▶ _Description of the task_: Copy out all the items below, putting "anchor placement" wherever "overlay placement" appears and leaving everything else unchanged.

########

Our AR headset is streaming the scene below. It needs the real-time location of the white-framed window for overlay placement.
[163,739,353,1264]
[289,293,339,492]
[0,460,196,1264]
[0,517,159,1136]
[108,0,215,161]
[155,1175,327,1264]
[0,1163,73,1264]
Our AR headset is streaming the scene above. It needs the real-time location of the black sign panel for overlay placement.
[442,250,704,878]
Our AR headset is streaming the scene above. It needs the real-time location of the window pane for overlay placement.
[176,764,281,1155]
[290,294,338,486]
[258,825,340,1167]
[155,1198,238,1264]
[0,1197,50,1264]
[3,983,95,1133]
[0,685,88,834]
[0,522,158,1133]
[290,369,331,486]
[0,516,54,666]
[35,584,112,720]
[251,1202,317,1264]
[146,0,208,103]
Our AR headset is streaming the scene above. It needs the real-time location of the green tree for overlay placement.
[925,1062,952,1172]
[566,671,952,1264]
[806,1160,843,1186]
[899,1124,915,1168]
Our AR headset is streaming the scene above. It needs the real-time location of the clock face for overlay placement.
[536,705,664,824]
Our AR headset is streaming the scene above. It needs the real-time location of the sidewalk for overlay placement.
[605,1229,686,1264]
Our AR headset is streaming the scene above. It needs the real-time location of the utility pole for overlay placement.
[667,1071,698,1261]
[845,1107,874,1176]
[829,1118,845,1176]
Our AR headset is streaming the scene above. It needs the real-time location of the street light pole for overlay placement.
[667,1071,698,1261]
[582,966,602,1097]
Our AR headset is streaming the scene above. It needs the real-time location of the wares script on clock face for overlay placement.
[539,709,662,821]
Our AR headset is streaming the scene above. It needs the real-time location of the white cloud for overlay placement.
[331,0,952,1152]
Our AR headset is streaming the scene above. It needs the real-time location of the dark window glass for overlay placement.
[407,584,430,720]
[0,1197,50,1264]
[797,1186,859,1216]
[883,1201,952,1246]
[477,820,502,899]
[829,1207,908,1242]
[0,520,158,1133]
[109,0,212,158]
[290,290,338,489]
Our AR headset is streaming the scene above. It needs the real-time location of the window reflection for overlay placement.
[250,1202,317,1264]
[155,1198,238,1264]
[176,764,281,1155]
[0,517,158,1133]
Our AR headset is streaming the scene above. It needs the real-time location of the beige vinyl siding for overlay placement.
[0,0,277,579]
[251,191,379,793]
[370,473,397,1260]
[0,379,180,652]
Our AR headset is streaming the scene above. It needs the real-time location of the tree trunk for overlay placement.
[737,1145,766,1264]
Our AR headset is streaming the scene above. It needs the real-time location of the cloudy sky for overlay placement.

########

▶ _Task output_:
Our AR headset is streaming the scene below. It needs the real-time location of the white-framed window for anchor placement.
[163,739,353,1264]
[289,293,339,492]
[0,460,196,1264]
[0,517,159,1136]
[108,0,215,161]
[155,1175,327,1264]
[0,1163,73,1264]
Our AR headset is streaming the scene above. It needs the real-time location of the black sign panel for anchor placement.
[442,250,704,878]
Our AR headset is streaming the scene above. It needs the real-time location of the window pane for anchor placement.
[176,764,281,1155]
[290,294,338,486]
[258,825,340,1167]
[155,1198,238,1264]
[0,1197,50,1264]
[3,983,95,1133]
[0,685,88,834]
[0,522,158,1133]
[290,369,331,486]
[0,516,54,666]
[35,584,112,720]
[251,1202,317,1264]
[146,0,208,103]
Our AR headset is streaming the scene above. It needs the real-time location of the green tree for anchor placement.
[925,1062,952,1172]
[566,671,952,1264]
[806,1160,843,1186]
[899,1124,915,1168]
Our AR headset is streaming the scene above. It needs the real-time location of the clock face for anchor placement.
[536,705,664,824]
Our AR headset is streaming the scene above. It needs the real-time location of the sidewalk for anchor placement.
[605,1229,686,1264]
Our AR headset is streaming the scene above. It needs the real-time location of the utility pole for anchor placement.
[667,1071,698,1261]
[845,1107,874,1176]
[829,1118,845,1176]
Our AR headset is streaming the scene above. It needs the real-time location of the street light pole for anchor placement.
[667,1071,698,1261]
[582,966,602,1097]
Our AR headset is streaming the scene above. It needs the real-time location of the wares script on clock face for anchor placement.
[539,709,662,821]
Our AR headset is streaming the scene above. It needs the real-time location of the white cloud for anchor placement.
[331,0,952,1152]
Our AR headset is streaming the scene above. It needs the real-time location of the dark window glass for anchor placement.
[407,584,430,720]
[0,1197,50,1264]
[797,1186,859,1216]
[883,1201,952,1246]
[477,820,502,899]
[829,1207,908,1242]
[0,520,158,1133]
[109,0,212,158]
[290,290,338,489]
Our AR headset is streaming the scene above. It needs the real-time location of the window reflection for anchor placement.
[250,1202,317,1264]
[155,1198,238,1264]
[176,764,281,1155]
[0,517,158,1133]
Our AR headset is streaming the scene above. It needs the real-time location of the beige vinyl siding for anchor placement.
[0,0,277,579]
[251,191,379,793]
[370,473,397,1260]
[0,379,180,652]
Our AR headset is streaming the scene above. It needs the real-time location of the tree trunk for anchor placement.
[737,1145,766,1264]
Our AR headset is streaming the scene above. It needs the real-time location of the cloudy sky for anchor placement.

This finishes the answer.